> REQUIRED TASK
Reproduce every line of the items below as a numbered list, omitting blank lines and leaving out the pictures.

-- start of RECORDS SHOWN --

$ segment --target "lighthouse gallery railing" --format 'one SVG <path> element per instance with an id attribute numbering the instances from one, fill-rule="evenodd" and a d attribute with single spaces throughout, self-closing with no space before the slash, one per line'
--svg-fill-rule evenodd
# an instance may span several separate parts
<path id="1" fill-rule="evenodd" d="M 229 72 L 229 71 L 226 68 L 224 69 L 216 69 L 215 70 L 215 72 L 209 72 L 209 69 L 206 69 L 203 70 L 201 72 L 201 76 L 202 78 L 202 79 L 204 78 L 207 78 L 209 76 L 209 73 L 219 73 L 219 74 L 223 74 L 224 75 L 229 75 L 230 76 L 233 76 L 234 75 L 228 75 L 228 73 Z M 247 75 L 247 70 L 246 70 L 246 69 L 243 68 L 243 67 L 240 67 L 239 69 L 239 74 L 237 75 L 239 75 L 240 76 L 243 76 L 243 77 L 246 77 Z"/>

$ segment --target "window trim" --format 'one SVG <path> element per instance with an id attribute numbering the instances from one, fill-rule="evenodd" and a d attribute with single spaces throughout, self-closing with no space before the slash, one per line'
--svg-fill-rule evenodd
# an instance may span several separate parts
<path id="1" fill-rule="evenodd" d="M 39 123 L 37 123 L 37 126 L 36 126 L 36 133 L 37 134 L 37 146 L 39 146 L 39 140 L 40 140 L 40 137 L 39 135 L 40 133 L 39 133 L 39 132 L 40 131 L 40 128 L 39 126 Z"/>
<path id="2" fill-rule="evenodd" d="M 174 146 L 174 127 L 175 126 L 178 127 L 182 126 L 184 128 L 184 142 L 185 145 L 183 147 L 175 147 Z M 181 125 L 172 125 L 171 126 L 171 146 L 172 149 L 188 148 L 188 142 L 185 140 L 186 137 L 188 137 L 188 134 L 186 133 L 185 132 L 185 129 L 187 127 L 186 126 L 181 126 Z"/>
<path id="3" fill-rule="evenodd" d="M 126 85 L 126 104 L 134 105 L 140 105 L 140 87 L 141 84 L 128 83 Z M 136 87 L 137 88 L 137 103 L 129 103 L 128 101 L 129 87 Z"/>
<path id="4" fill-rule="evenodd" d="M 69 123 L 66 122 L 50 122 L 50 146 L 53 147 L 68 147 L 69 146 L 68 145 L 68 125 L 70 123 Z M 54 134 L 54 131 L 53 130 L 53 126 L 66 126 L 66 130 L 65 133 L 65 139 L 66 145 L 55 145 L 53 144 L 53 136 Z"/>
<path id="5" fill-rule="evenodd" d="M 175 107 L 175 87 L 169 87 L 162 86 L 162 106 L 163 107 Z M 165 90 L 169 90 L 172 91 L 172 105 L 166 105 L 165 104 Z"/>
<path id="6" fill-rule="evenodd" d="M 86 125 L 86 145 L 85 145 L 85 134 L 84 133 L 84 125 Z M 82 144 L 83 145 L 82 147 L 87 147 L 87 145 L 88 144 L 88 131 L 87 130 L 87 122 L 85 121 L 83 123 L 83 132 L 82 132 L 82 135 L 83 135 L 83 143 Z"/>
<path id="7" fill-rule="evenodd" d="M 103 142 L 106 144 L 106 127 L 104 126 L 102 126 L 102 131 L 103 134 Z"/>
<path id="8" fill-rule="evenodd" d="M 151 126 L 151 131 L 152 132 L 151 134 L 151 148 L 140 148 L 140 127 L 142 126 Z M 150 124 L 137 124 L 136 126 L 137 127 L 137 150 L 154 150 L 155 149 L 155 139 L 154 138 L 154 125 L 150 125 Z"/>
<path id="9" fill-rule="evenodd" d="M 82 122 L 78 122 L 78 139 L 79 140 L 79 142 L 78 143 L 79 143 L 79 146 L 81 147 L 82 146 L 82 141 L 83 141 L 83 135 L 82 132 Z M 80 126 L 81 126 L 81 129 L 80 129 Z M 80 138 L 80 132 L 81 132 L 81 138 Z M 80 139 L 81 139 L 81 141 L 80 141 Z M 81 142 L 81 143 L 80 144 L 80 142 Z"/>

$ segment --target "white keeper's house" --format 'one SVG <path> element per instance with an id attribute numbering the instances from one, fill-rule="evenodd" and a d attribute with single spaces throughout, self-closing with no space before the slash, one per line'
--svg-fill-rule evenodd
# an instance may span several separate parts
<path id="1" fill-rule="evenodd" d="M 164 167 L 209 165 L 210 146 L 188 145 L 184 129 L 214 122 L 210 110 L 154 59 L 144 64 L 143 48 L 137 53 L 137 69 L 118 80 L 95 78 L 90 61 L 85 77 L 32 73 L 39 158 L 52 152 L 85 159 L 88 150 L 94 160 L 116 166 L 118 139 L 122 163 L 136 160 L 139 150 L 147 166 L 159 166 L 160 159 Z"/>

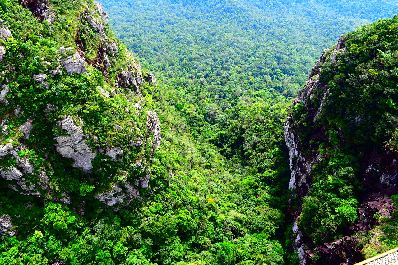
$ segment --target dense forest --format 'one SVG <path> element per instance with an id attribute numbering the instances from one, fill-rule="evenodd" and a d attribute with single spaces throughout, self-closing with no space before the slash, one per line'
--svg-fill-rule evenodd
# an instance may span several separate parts
<path id="1" fill-rule="evenodd" d="M 104 1 L 109 25 L 91 0 L 36 2 L 0 1 L 0 264 L 298 264 L 283 132 L 289 108 L 323 49 L 392 17 L 398 4 Z M 396 18 L 378 23 L 349 35 L 357 58 L 327 68 L 331 87 L 360 87 L 352 76 L 358 65 L 372 68 L 360 73 L 375 93 L 393 87 L 396 35 L 373 49 L 366 44 L 382 41 L 375 32 L 395 30 Z M 157 82 L 148 81 L 151 72 Z M 393 149 L 390 90 L 374 111 L 392 113 L 391 121 L 362 130 L 379 145 L 395 136 Z M 293 109 L 298 123 L 301 105 Z M 330 126 L 348 128 L 338 107 L 328 109 Z M 300 124 L 304 139 L 311 125 Z M 63 139 L 76 134 L 78 144 L 62 153 Z M 70 152 L 84 148 L 95 152 L 78 166 Z M 342 150 L 333 157 L 349 152 Z M 343 168 L 333 159 L 319 168 L 305 199 L 299 225 L 318 243 L 341 237 L 357 219 L 360 157 L 351 155 Z M 329 180 L 324 168 L 342 180 Z M 324 211 L 338 192 L 345 197 L 338 214 Z M 324 207 L 314 210 L 314 201 Z M 394 222 L 380 229 L 396 235 Z"/>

-- end of RECORDS SHOWN --

> TASK RESPONSE
1. $ segment --target "lighthouse gallery railing" --format 'one SVG <path> element per instance with an id attribute numbering the instances from one, fill-rule="evenodd" and a d attribute with single spaces throughout, self-closing with no space before the slash, one per line'
2. --svg-fill-rule evenodd
3. # an instance may span several separate parts
4. <path id="1" fill-rule="evenodd" d="M 229 72 L 229 71 L 226 68 L 224 69 L 216 69 L 215 70 L 215 72 L 209 72 L 209 69 L 206 69 L 203 70 L 201 72 L 201 76 L 202 78 L 202 79 L 204 78 L 207 78 L 209 76 L 209 73 L 219 73 L 219 74 L 223 74 L 224 75 L 229 75 L 230 76 L 233 76 L 234 75 L 228 75 L 228 73 Z M 247 75 L 247 70 L 246 70 L 246 69 L 243 68 L 243 67 L 240 67 L 239 69 L 239 74 L 237 75 L 239 75 L 240 76 L 243 76 L 243 77 L 246 77 Z"/>
5. $ segment --target "window trim" --format 'one SVG <path> element per instance with an id attribute numbering the instances from one, fill-rule="evenodd" and a d attribute with single spaces throughout, self-closing with no space before the slash, one per line'
6. --svg-fill-rule evenodd
7. # an instance may span several separate parts
8. <path id="1" fill-rule="evenodd" d="M 39 123 L 37 123 L 37 126 L 36 126 L 36 133 L 37 134 L 37 146 L 39 146 L 39 140 L 40 140 L 40 137 L 39 135 L 40 133 L 39 133 L 39 132 L 40 131 L 40 128 L 39 126 Z"/>
9. <path id="2" fill-rule="evenodd" d="M 174 146 L 174 127 L 175 126 L 178 127 L 182 126 L 184 128 L 184 142 L 185 145 L 183 147 L 175 147 Z M 181 125 L 172 125 L 171 126 L 171 146 L 172 149 L 188 148 L 188 142 L 185 140 L 186 137 L 188 137 L 188 134 L 186 133 L 185 132 L 185 129 L 187 127 L 186 126 L 181 126 Z"/>
10. <path id="3" fill-rule="evenodd" d="M 126 85 L 126 104 L 134 105 L 140 105 L 140 87 L 141 84 L 128 83 Z M 136 87 L 137 88 L 137 103 L 129 103 L 128 101 L 129 87 Z"/>
11. <path id="4" fill-rule="evenodd" d="M 69 123 L 66 122 L 50 122 L 50 146 L 53 147 L 68 147 L 69 146 L 68 145 L 68 125 L 70 123 Z M 54 134 L 54 131 L 53 130 L 53 126 L 66 126 L 66 130 L 65 133 L 65 139 L 66 145 L 55 145 L 53 144 L 53 136 Z"/>
12. <path id="5" fill-rule="evenodd" d="M 175 107 L 175 87 L 169 87 L 162 86 L 162 106 L 163 107 Z M 165 90 L 169 90 L 172 91 L 172 105 L 166 105 L 165 104 Z"/>
13. <path id="6" fill-rule="evenodd" d="M 86 125 L 86 145 L 85 145 L 85 134 L 84 133 L 84 125 Z M 82 144 L 83 145 L 82 147 L 87 147 L 87 145 L 88 144 L 88 131 L 87 130 L 87 122 L 85 121 L 83 123 L 83 132 L 82 132 L 82 135 L 83 135 L 83 143 Z"/>
14. <path id="7" fill-rule="evenodd" d="M 103 142 L 106 144 L 106 127 L 104 126 L 102 126 L 102 131 L 103 134 Z"/>
15. <path id="8" fill-rule="evenodd" d="M 151 126 L 151 131 L 152 132 L 151 134 L 151 148 L 140 148 L 140 127 L 142 126 Z M 150 124 L 137 124 L 136 126 L 137 127 L 137 150 L 154 150 L 155 149 L 155 139 L 154 138 L 154 125 L 150 125 Z"/>
16. <path id="9" fill-rule="evenodd" d="M 82 122 L 78 122 L 78 139 L 79 140 L 79 142 L 78 143 L 79 143 L 79 146 L 81 147 L 82 146 L 82 141 L 83 141 L 83 135 L 82 132 Z M 80 126 L 81 126 L 81 129 L 80 129 Z M 80 138 L 80 132 L 81 132 L 81 138 Z M 80 139 L 81 139 L 81 141 L 80 141 Z M 81 142 L 81 143 L 80 144 L 80 142 Z"/>
17. $ segment --target "white keeper's house" --format 'one SVG <path> element per instance with an id attribute numbering the instances from one, fill-rule="evenodd" and a d attribute with single spaces throughout, self-closing with no space before the slash, one per line'
18. --svg-fill-rule evenodd
19. # an instance may span several separate parts
20. <path id="1" fill-rule="evenodd" d="M 164 167 L 209 165 L 210 146 L 188 145 L 184 129 L 214 122 L 210 110 L 154 59 L 144 64 L 143 48 L 137 53 L 137 69 L 118 80 L 95 78 L 90 61 L 85 77 L 32 73 L 39 158 L 52 152 L 85 159 L 88 150 L 94 160 L 116 166 L 118 139 L 122 163 L 136 160 L 139 150 L 147 166 L 159 166 L 160 159 Z"/>
21. $ segment --target dense forest --format 'one SVG <path> element per instance with an id attribute numbering the instances from one, fill-rule="evenodd" and a d attribute with single spaces throughout, self-closing with no space before the slash, one per line'
22. --svg-fill-rule evenodd
23. # an instance may span several separate parts
24. <path id="1" fill-rule="evenodd" d="M 104 1 L 109 25 L 91 0 L 36 2 L 0 1 L 0 264 L 298 264 L 283 132 L 289 108 L 323 49 L 392 17 L 398 4 Z M 396 18 L 378 23 L 349 35 L 357 58 L 327 68 L 331 87 L 360 87 L 352 76 L 358 65 L 372 68 L 360 73 L 375 93 L 393 87 L 396 35 L 373 49 L 366 44 L 382 41 L 375 32 L 395 30 Z M 157 82 L 148 81 L 151 72 Z M 393 149 L 390 90 L 374 111 L 392 113 L 391 121 L 362 130 L 379 145 L 395 136 Z M 293 109 L 298 123 L 301 105 Z M 330 126 L 348 128 L 338 107 L 328 109 Z M 300 124 L 304 139 L 311 125 Z M 63 139 L 76 134 L 78 144 L 62 153 Z M 70 152 L 84 148 L 95 152 L 78 166 Z M 342 150 L 333 157 L 349 152 Z M 343 168 L 333 159 L 319 168 L 305 199 L 299 225 L 318 243 L 341 237 L 357 219 L 360 157 L 351 155 Z M 329 180 L 324 168 L 342 180 Z M 324 211 L 338 192 L 345 197 L 338 214 Z M 324 207 L 314 210 L 314 201 Z M 394 222 L 380 229 L 396 235 Z"/>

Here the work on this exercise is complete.